* BEGIN *

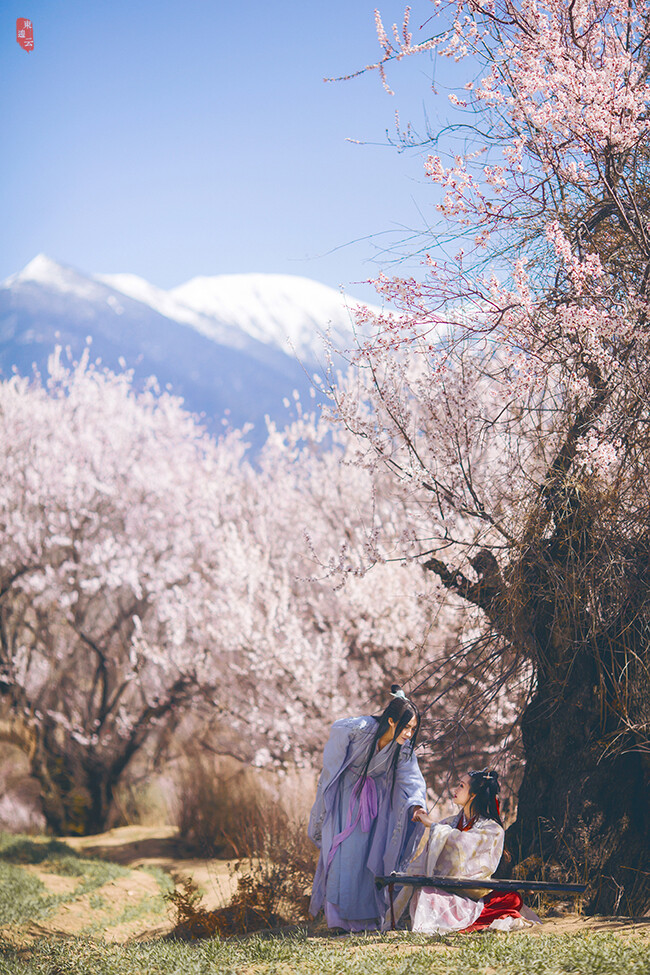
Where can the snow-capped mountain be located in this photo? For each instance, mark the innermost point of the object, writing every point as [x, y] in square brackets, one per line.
[231, 344]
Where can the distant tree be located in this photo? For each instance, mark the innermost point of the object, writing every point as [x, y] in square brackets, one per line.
[151, 576]
[509, 395]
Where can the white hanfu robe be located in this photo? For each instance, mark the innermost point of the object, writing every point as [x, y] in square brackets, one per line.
[472, 853]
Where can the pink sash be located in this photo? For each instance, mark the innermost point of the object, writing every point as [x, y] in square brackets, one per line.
[366, 812]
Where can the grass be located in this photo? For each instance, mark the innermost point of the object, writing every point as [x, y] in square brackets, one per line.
[23, 897]
[516, 954]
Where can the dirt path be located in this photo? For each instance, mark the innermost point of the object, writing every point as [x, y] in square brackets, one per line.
[132, 906]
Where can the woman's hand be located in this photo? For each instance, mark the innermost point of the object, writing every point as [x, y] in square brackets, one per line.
[420, 815]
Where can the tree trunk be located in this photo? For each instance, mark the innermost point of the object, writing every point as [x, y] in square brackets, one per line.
[584, 802]
[582, 816]
[76, 788]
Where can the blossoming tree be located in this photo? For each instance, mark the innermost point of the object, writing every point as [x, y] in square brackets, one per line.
[152, 576]
[510, 393]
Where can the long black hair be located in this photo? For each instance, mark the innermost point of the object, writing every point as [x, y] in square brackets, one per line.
[484, 788]
[401, 710]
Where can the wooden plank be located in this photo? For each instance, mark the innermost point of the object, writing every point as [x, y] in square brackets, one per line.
[451, 883]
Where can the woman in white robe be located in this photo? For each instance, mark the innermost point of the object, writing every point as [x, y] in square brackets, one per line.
[468, 845]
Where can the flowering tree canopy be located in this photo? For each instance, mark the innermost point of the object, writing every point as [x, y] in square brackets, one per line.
[149, 573]
[509, 392]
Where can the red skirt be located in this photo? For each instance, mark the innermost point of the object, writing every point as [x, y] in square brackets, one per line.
[497, 904]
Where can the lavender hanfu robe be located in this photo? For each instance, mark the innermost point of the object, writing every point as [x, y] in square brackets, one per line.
[378, 842]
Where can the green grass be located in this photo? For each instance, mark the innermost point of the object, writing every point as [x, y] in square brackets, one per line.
[516, 954]
[23, 897]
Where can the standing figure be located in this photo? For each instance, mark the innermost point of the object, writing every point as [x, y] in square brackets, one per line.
[368, 794]
[468, 845]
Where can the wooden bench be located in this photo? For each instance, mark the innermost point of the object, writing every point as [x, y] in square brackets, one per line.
[459, 883]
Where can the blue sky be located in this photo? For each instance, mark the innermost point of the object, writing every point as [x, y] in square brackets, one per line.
[172, 140]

* END *

- _What to produce_: Turn each line of the entries above into an item of one numbered list. Skip blank lines and leave out the pictures.

- _Answer in full_:
1. Where can the snow-capped mountain be located in this photo? For each instance, mark the innermost point of the object, writing every point as [x, y] in square brackets, one per line.
2. [231, 344]
3. Where can the distant tree be located in this photo? For each instance, mark the innermost point of the object, writing every point as [x, y] in square brackets, one per line.
4. [151, 576]
5. [509, 395]
6. Where can the white hanfu robe be located in this photo? For each instance, mark the innermost point of the object, writing every point as [x, y] in square brackets, one per line.
7. [472, 853]
8. Where can the pink sash be located in this photo? For each instance, mark the innermost point of the object, writing every point as [x, y] in square brackets, one per line.
9. [366, 812]
10. Where can the grass be located in this photo? For each instance, mark the innermost point of the object, writing every point as [x, y] in square brackets, one per line.
11. [23, 897]
12. [516, 954]
13. Where can the dirt path be located in this photo? For each instance, mark the innermost point of the object, writing every point as [x, y] in square brackets, one per line.
14. [132, 906]
15. Where can the woman's hand be located in this photo? For each instance, mark the innermost point of the object, writing every point as [x, y] in square brackets, one per line.
16. [420, 815]
17. Where can the tree trunk be located in this photo? For each instance, mark the innermost point of the object, writing every point as [x, y] in square brackets, one per line.
18. [584, 802]
19. [582, 816]
20. [76, 788]
21. Where can the blossoming tree be located in this photo? For each instance, mark the innermost point of the object, writing every point as [x, y] in square brackets, one per line.
22. [152, 576]
23. [510, 393]
24. Where can the long black hair be located in this photo? For each instance, mark the innermost point of the object, writing every point as [x, y] in square brackets, one per line.
25. [484, 788]
26. [401, 710]
27. Where can the wooden plank be located in this photo? For each instance, mark the innermost point of the object, writing every point as [x, y] in square brackets, one per line.
28. [451, 883]
29. Where can the woman in white robe be located in this photo? For each instance, mark the innermost point of the object, writing every point as [x, y] in square brackets, one per line.
30. [468, 845]
31. Where can the flowering tree canopy be located in this photo? For each instance, mark the innermost point of the object, writing every point as [x, y] in square brackets, one per line.
32. [149, 573]
33. [509, 392]
34. Where can the red skirt be located in this photo? For each instance, mark the innermost point of the object, writing every point as [x, y] in square brackets, one per line.
35. [497, 904]
36. Where can the lavender hanfu robe be located in this photo? For each instance, mark the innermost point of the object, writing every point as [x, y] in square brackets, one per line.
37. [378, 842]
38. Where can the green grass be located in this photo? For each instance, mark the innermost point of the object, writing every point as [x, y] in square brackets, one per line.
39. [516, 954]
40. [23, 897]
41. Where can the standing figure be located in this photo? For each instance, mark the innermost point of the object, writing every point as [x, y] in square brackets, one per line.
42. [368, 794]
43. [468, 845]
44. Where can the wooden bench be located in this photo? For each instance, mark the innermost point of the object, writing every point as [x, y] in square brackets, one per line.
45. [459, 883]
46. Where can the blue sky be located in this photo? For each instance, mark the innermost point of the object, writing every point as [x, y] in square brackets, one per line.
47. [172, 140]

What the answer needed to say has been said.